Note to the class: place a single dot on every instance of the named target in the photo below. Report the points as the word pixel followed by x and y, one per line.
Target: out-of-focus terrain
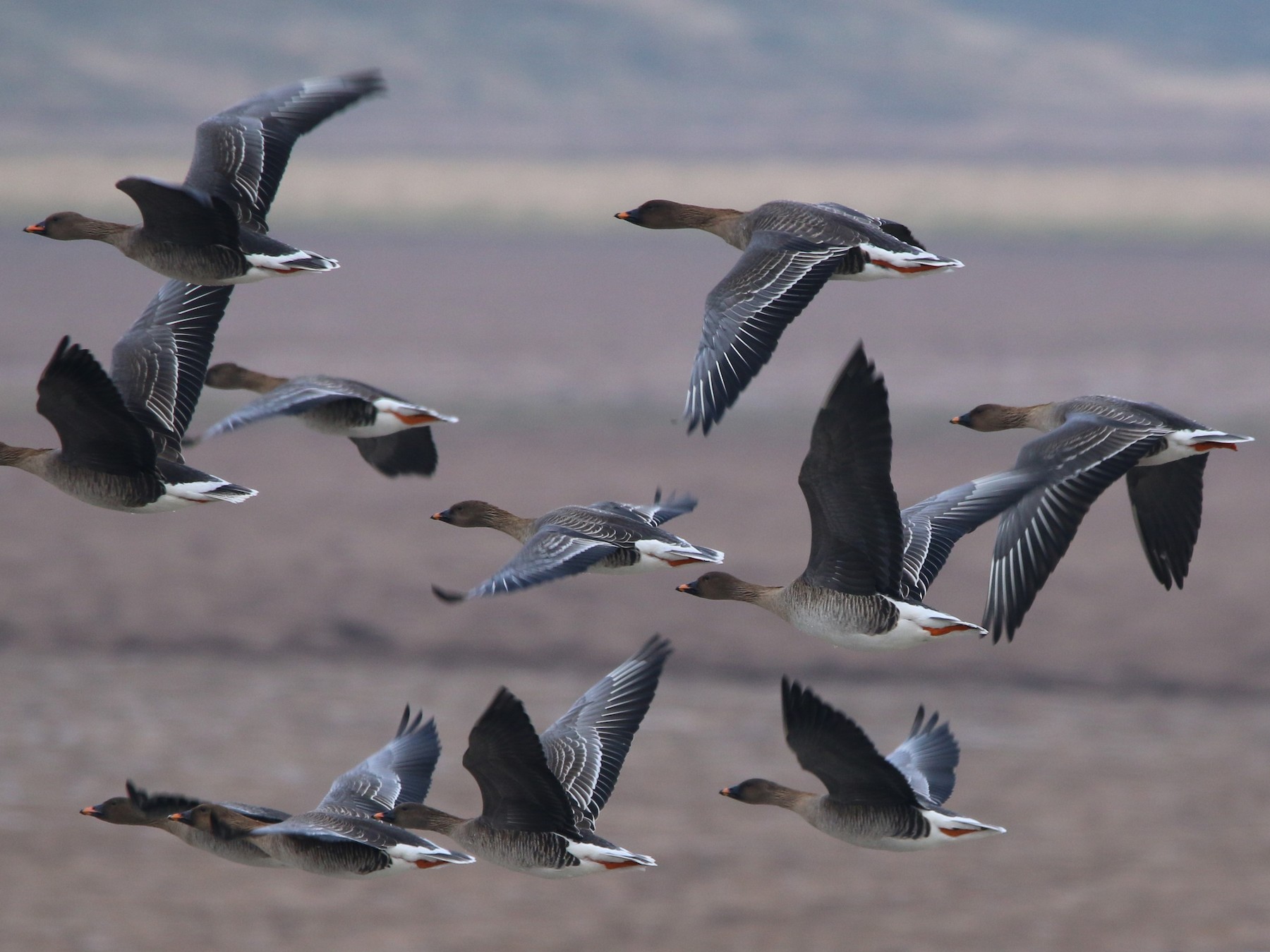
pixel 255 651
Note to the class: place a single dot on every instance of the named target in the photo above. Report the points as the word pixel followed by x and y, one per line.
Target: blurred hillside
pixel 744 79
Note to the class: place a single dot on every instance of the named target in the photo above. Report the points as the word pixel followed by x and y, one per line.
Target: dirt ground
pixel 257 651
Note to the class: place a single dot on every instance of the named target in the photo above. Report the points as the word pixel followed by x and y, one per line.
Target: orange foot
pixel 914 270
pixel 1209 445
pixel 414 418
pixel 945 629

----------------------------------------

◆ GOAL OF THE EXERCISE
Would you please write out the entries in full, exactly as they read, but without pictures?

◆ RESULT BELOW
Note to the class: place a single dot on every instance of the named target in the photo below. Report the points as the word pixel followed by x and y, one per line.
Target: out-of-focus terrain
pixel 255 651
Note to the class: place a single dot on every instance of the named target in the photo above. Report the points as the word pixel followed by x and y, one per line.
Target: blurred hillside
pixel 744 79
Note to the class: place a single dot on every instance of the named target in the photo above. Report the points as the word pixel followed by x and y, one per line.
Target: dirt ground
pixel 257 651
Note to the class: place a single dot on every instance of the named target in the photo above. Report the points as the word pixel followed by x and y, one per line.
Target: orange foot
pixel 914 270
pixel 1209 445
pixel 414 418
pixel 945 629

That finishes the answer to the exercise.